Data Mining – Semantic Web Mining

Presented by: R.S.Ch.Sridevi,M.B.Sruthi,K.N.V.Bhavani

4thyr B.Tech,

M.V.G.R.Coll.of Engg

Abstract –

This paper gives as an overview of semantic

web mining, semantic web languages and

applications of semantic web. Semantic Web Mining

aims at combining the two fast-developing research

areas Semantic Web and Web Mining. The idea is to

improve, on the one hand, the results of Web Mining

by exploiting the new semantic structures in the

Web; and to make use of Web Mining, on the other

hand, for building up the Semantic Web.

Keywords – Semantic Web, Web Mining, World

Wide Web, Meta data, RDF, Web Development.

I INTRODUCTION

Semantic Web Mining aims at combining the two

areas Semantic Web and Web Mining. This vision

follows our observation that trends converge in both

areas: increasing numbers of researchers work on

improving the results of Web Mining by exploiting (the

new) semantic structures in the Web, and make use of

Web Mining techniques for building the Semantic Web.

Last but not least, these techniques can be used for

mining the Semantic Web itself. The wording Semantic

Web Mining emphasizes this spectrum of possible

interaction between both research areas: it can be read

both as Semantic (Web Mining) and as (Semantic Web)

Mining.

In the past few years, there have been many

attempts at “breaking the syntax barrier”1 on the Web. A

number of them rely on the semantic information in text

corpora that is implicitly exploited by statistical

methods. Some methods also analyze the structural

characteristics of data; they profit from standardized

syntax like XML. In this paper, we concentrate on

markup and mining approaches that refer to an explicit

conceptualization of entities in the respective domain.

These relate the syntactic tokens to background

knowledge represented in a model with formal

semantics. When we use the term “semantic”, we thus

have in mind a formal logical model to represent

knowledge.

▶ [Exercise aim]:
Transcribe the semantic web mining paper above in full, word for word.

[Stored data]
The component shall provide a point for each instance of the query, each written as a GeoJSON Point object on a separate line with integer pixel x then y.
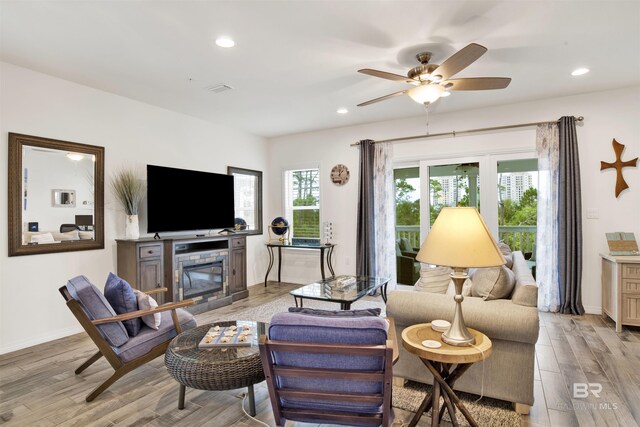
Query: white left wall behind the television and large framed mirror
{"type": "Point", "coordinates": [133, 133]}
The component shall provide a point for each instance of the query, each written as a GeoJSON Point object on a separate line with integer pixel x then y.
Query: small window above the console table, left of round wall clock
{"type": "Point", "coordinates": [302, 202]}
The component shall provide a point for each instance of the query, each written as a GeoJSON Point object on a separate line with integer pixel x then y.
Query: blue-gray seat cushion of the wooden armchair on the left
{"type": "Point", "coordinates": [148, 338]}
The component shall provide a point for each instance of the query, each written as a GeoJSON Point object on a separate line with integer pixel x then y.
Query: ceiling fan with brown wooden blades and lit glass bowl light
{"type": "Point", "coordinates": [432, 81]}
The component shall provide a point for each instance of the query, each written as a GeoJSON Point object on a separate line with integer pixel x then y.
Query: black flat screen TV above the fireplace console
{"type": "Point", "coordinates": [184, 200]}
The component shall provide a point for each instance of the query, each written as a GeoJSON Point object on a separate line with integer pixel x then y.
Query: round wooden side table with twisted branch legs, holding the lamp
{"type": "Point", "coordinates": [440, 362]}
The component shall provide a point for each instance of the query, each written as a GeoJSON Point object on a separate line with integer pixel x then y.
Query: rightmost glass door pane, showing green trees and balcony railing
{"type": "Point", "coordinates": [518, 203]}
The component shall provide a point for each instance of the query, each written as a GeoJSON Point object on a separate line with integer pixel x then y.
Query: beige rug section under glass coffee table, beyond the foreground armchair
{"type": "Point", "coordinates": [264, 312]}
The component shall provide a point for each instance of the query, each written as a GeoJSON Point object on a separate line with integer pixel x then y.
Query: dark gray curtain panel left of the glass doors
{"type": "Point", "coordinates": [365, 240]}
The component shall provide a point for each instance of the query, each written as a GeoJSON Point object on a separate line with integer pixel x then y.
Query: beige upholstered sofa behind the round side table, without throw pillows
{"type": "Point", "coordinates": [511, 324]}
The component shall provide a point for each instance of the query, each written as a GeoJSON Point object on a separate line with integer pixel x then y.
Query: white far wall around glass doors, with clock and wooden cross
{"type": "Point", "coordinates": [608, 115]}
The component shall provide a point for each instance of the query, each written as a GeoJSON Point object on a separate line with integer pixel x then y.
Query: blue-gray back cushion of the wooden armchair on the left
{"type": "Point", "coordinates": [96, 306]}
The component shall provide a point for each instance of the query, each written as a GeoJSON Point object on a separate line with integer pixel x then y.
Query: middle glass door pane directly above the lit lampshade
{"type": "Point", "coordinates": [453, 185]}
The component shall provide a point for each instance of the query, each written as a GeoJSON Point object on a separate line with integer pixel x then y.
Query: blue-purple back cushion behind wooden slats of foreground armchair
{"type": "Point", "coordinates": [297, 327]}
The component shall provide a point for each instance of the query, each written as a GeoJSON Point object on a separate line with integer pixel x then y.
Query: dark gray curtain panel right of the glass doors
{"type": "Point", "coordinates": [569, 219]}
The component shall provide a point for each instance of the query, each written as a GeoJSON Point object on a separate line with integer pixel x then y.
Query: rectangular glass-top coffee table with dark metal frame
{"type": "Point", "coordinates": [324, 291]}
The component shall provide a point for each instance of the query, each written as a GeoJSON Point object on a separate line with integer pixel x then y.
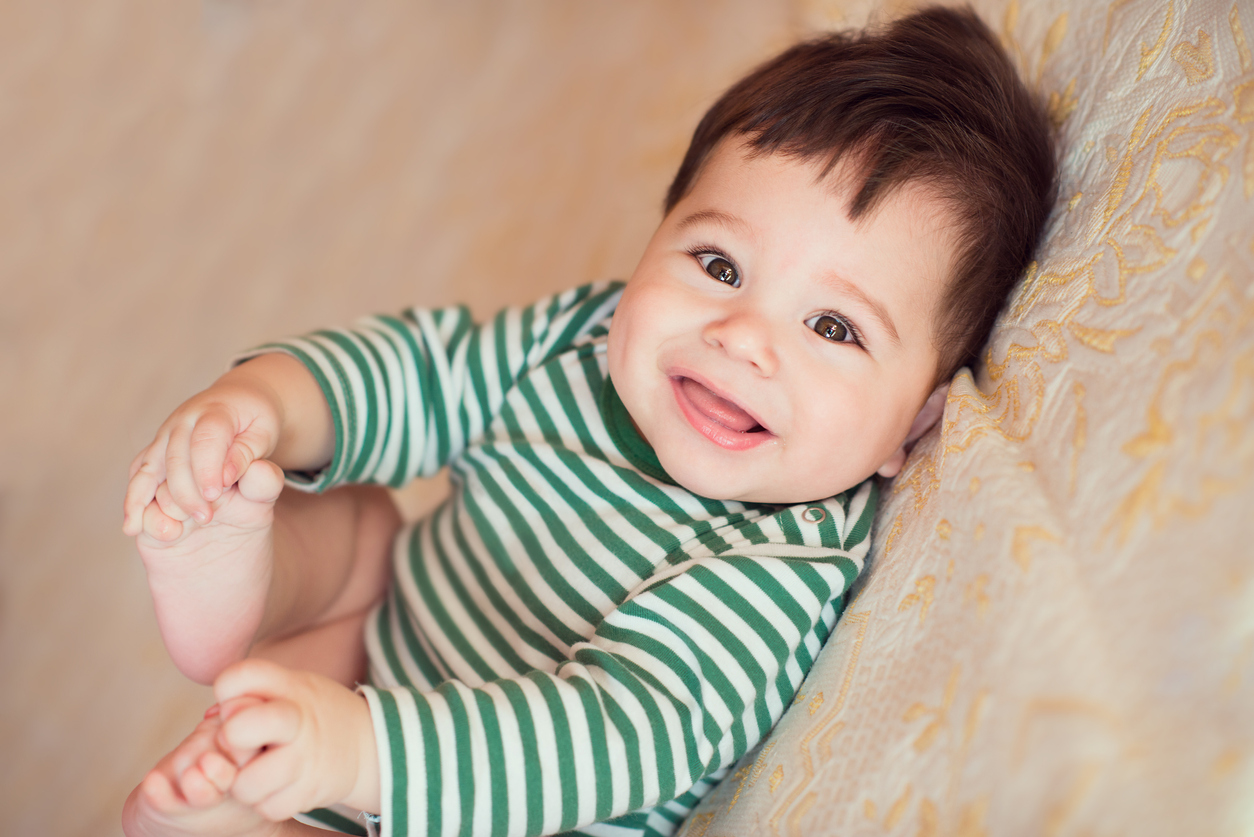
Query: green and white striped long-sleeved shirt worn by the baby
{"type": "Point", "coordinates": [572, 638]}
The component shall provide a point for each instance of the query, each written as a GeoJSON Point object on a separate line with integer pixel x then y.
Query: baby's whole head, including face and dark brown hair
{"type": "Point", "coordinates": [845, 228]}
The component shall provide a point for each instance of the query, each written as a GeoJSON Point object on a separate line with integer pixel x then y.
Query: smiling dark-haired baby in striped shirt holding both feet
{"type": "Point", "coordinates": [663, 490]}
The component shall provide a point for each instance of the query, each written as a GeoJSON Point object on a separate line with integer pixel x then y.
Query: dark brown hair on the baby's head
{"type": "Point", "coordinates": [932, 99]}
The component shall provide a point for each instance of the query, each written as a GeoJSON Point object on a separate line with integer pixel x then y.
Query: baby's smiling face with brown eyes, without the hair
{"type": "Point", "coordinates": [771, 349]}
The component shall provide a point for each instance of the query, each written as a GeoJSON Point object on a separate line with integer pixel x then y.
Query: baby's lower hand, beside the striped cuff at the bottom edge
{"type": "Point", "coordinates": [314, 741]}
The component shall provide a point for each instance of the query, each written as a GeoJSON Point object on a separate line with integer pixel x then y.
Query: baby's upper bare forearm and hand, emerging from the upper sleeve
{"type": "Point", "coordinates": [268, 408]}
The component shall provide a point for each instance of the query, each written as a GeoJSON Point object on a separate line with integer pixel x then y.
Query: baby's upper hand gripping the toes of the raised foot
{"type": "Point", "coordinates": [203, 450]}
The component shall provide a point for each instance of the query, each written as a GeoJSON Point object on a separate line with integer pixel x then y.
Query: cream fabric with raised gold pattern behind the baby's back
{"type": "Point", "coordinates": [1056, 636]}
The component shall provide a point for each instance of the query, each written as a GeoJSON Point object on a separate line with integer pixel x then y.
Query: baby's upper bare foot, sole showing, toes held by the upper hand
{"type": "Point", "coordinates": [210, 582]}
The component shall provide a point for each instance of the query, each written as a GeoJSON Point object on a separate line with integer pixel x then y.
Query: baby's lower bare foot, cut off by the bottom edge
{"type": "Point", "coordinates": [187, 795]}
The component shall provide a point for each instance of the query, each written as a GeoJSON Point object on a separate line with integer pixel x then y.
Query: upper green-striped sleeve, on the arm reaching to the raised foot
{"type": "Point", "coordinates": [408, 393]}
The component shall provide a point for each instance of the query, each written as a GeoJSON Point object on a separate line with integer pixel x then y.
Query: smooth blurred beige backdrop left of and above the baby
{"type": "Point", "coordinates": [182, 180]}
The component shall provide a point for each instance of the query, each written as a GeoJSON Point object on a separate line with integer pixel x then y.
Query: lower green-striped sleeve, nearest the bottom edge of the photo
{"type": "Point", "coordinates": [674, 686]}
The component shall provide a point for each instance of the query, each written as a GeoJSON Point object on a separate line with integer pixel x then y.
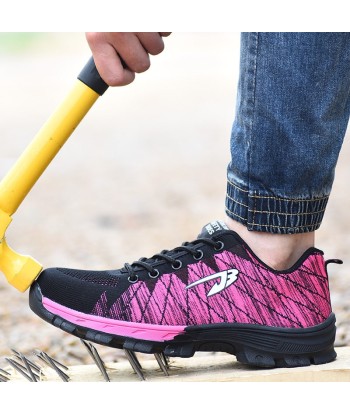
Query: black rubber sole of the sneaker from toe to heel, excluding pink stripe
{"type": "Point", "coordinates": [254, 345]}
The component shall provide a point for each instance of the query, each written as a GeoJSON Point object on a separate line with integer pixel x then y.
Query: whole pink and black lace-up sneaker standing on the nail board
{"type": "Point", "coordinates": [212, 294]}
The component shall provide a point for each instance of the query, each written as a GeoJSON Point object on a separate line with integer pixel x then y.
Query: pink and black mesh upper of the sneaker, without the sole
{"type": "Point", "coordinates": [214, 279]}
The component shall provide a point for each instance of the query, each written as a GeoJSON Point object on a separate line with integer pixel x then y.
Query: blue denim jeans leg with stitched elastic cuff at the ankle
{"type": "Point", "coordinates": [293, 106]}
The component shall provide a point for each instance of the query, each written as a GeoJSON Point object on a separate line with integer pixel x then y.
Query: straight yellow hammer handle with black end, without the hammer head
{"type": "Point", "coordinates": [55, 132]}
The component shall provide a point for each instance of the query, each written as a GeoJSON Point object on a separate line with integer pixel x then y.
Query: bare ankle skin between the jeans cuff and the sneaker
{"type": "Point", "coordinates": [278, 251]}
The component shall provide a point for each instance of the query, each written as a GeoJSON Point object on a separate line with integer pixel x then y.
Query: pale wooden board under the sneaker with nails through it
{"type": "Point", "coordinates": [218, 367]}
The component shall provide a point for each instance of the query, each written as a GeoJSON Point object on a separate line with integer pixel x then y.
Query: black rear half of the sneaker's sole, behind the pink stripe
{"type": "Point", "coordinates": [261, 346]}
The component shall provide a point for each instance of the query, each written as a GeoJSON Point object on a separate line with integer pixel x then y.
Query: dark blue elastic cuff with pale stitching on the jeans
{"type": "Point", "coordinates": [274, 214]}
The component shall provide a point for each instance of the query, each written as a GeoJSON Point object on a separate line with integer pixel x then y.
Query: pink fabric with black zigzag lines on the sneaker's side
{"type": "Point", "coordinates": [297, 299]}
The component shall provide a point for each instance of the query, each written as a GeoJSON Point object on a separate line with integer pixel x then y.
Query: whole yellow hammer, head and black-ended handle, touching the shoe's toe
{"type": "Point", "coordinates": [22, 270]}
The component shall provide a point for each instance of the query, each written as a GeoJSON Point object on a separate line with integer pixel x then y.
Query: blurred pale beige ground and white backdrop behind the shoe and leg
{"type": "Point", "coordinates": [143, 172]}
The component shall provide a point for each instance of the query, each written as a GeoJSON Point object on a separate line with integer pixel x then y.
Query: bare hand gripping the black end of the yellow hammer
{"type": "Point", "coordinates": [119, 55]}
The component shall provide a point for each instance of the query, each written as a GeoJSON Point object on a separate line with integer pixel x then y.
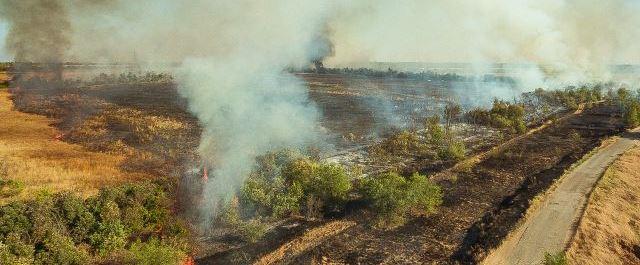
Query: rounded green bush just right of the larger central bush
{"type": "Point", "coordinates": [392, 197]}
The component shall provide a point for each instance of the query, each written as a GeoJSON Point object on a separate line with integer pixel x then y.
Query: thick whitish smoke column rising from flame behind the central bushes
{"type": "Point", "coordinates": [246, 101]}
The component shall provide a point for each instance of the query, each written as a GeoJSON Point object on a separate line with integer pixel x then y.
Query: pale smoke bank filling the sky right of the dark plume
{"type": "Point", "coordinates": [572, 40]}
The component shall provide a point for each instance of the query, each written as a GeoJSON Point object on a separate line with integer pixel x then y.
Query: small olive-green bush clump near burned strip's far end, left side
{"type": "Point", "coordinates": [502, 115]}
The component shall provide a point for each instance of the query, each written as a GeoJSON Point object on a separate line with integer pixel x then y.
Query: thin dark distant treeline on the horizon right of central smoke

▶ [Your response]:
Data Mining – Semantic Web Mining

Presented by: R.S.Ch.Sridevi,M.B.Sruthi,K.N.V.Bhavani

4thyr B.Tech,

M.V.G.R.Coll.of Engg

Abstract –

This paper gives as an overview of semantic

web mining, semantic web languages and

applications of semantic web. Semantic Web Mining

aims at combining the two fast-developing research

areas Semantic Web and Web Mining. The idea is to

improve, on the one hand, the results of Web Mining

by exploiting the new semantic structures in the

Web; and to make use of Web Mining, on the other

hand, for building up the Semantic Web.

Keywords – Semantic Web, Web Mining, World

Wide Web, Meta data, RDF, Web Development.

I INTRODUCTION

Semantic Web Mining aims at combining the two

areas Semantic Web and Web Mining. This vision

follows our observation that trends converge in both

areas: increasing numbers of researchers work on

improving the results of Web Mining by exploiting (the

new) semantic structures in the Web, and make use of

Web Mining techniques for building the Semantic Web.

Last but not least, these techniques can be used for

mining the Semantic Web itself. The wording Semantic

Web Mining emphasizes this spectrum of possible

interaction between both research areas: it can be read

both as Semantic (Web Mining) and as (Semantic Web)

Mining.

In the past few years, there have been many

attempts at “breaking the syntax barrier”1 on the Web. A

number of them rely on the semantic information in text

corpora that is implicitly exploited by statistical

methods. Some methods also analyze the structural

characteristics of data; they profit from standardized

syntax like XML. In this paper, we concentrate on

markup and mining approaches that refer to an explicit

conceptualization of entities in the respective domain.

These relate the syntactic tokens to background

knowledge represented in a model with formal

semantics. When we use the term “semantic”, we thus

have in mind a formal logical model to represent

knowledge.